**VORLIEGENDER TEXT:**
┏━━
Im Mai, beim Landesdelegiertenkongress des BDK, hatte Böhl gefordert: Die Polizei darf bei der Kriminaltechnik nicht am falschen Ende sparen. Manches aus dem Fundus der Kriminaltechniker sei nicht mehr auf dem neuesten Stand der Technik. „Was nützt das beste Fachwissen, wenn es manchmal an den einfachsten Dingen fehlt oder die Technik veraltet ist?“, fragt Böhl – und nennt die Wattestäbchen als Beleg seiner Kritik. Denn praktisch sieht die Arbeit der Polizisten derzeit so aus: Ein Ermittler hat mithilfe des langen Stäbchens eine Spur gesichert, er steckt es zurück in die runde Plastikhülle, fährt mit dem Röhrchen auf die Dienststelle und muss dann das Stäbchen wieder herausziehen, um es „zum Trocknen an der Luft auf eine Halterung zu stellen“, schildert Böhl. Ansonsten bestehe die Gefahr, dass im Röhrchen alles verfault. Doch bei diesem Prozedere sei die Gefahr der Verunreinigung recht groß.

Abhilfe soll eine neue Technik schaffen: Dabei ist der untere Teil des Plastikröhrchens mit Trockengranulat gefüllt, so dass das DNA-Stäbchen nicht extra wieder herausgeholt werden muss zum Trocknen. Die Berliner Kriminaltechniker prüften dieses Verfahren gerade. Wann und ob der Hersteller gewechselt wird, sei noch unklar. Die neue Technik ist teurer: Kostet ein altes Röhrchen 19 Cent, schlägt die neue Technik mit 80 Cent bis 1,20 Euro zu Buche.
┗━━
**EXTRAHIERTE DATEN:**
┏━━
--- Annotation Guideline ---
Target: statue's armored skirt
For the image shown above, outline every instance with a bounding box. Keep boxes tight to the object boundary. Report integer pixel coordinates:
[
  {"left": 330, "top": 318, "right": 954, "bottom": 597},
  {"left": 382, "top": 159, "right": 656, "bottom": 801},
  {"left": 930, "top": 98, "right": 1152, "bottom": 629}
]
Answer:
┗━━
**FRAGEN:**
A - Schreiben Sie aus dem Text zur Kriminaltechnik die Stelle von „Abhilfe soll eine“ bis einschließlich „Euro zu Buche.“ unverändert nieder.
B - Nennen Sie alle Geldbeträge, die im Text zur Kriminaltechnik vorkommen.
C - Setzen Sie den Text zur Kriminaltechnik im Anschluss an seinen letzten Satz fort.

**NUMMERIERTE ANTWORTEN:**
A -
Abhilfe soll eine neue Technik schaffen: Dabei ist der untere Teil des Plastikröhrchens mit Trockengranulat gefüllt, so dass das DNA-Stäbchen nicht extra wieder herausgeholt werden muss zum Trocknen. Die Berliner Kriminaltechniker prüften dieses Verfahren gerade. Wann und ob der Hersteller gewechselt wird, sei noch unklar. Die neue Technik ist teurer: Kostet ein altes Röhrchen 19 Cent, schlägt die neue Technik mit 80 Cent bis 1,20 Euro zu Buche.

B - 19 Cent, 80 Cent, 1,20 Euro

C -
Überhaupt, sagt Böhl, in Sachen Wattestäbchen müsse noch so einiges getan werden. „Wir fordern einheitliche Qualitätsstandards.“ Denn die Panne bei den Ermittlungen zum „Phantom von Heilbronn“ habe gezeigt, dass sich zuvor offenbar „kaum jemand Gedanken über das Problem von DNA-kontaminierten Stäbchen gemacht hat“, sagt Böhl. Mehrere Jahre lang fahndete die Polizei deutschlandweit nach einer bis dahin „unbekannten weiblichen Person“, die seit 1993 eine beispiellose Serie unterschiedlichster Verbrechen verübt haben soll; vor allem in Baden-Württemberg, Rheinland- Pfalz, im Saarland und in Österreich. Auch die Tötung einer 22-jährigen Polizistin in Heilbronn wurde aufgrund der DNA-Spuren dieser unbekannten Täterin zugeschrieben. Bis sich durch einen Zufall herausstellte, dass die nachgewiesenen DNA-Spuren der Verpackungsmitarbeiterin einer Herstellerfirma von Wattestäbchen gehörten.

„Die Hersteller konnten bislang nur Sterilität garantieren, nicht aber DNA- Freiheit“, erklärt Böhl. Viele Hersteller seien nun dabei, Methoden zu entwickeln, um die Wattestäbchen DNA-frei zu machen, damit sich eine derartige Panne nicht wiederholen kann.

Doch während die Berliner Polizei in Sachen Abstrichtechnik noch besser werden kann, ist sie offenbar zumindest bei der „Tatort-Lichttechnik“ schon recht weit. Denn die Berliner Spurensicherer arbeiten seit diesem Jahr mit einer der neusten Techniken: der „Quecksilber- Höchstdruck-Lampe“ eines Herstellers aus Bayern, die mit der bayerischen Polizei entwickelt wurde. Sie macht im Gegensatz zu den „alten“ Xenon- und Halogenlampen Fuß- und Fingerabdrücke sowie Sperma- oder Speichelflecken auf Stoffen noch besser sichtbar. Und zwar durch „sehr starkes UV-Licht“, wie der Hersteller erklärt, der das Modell an einer Puppen-Leiche vorführt. Die Lampe habe zehn verschiedene Spektren, sei leiser, verbrauche weniger Strom und könne mit Batterien betrieben werden.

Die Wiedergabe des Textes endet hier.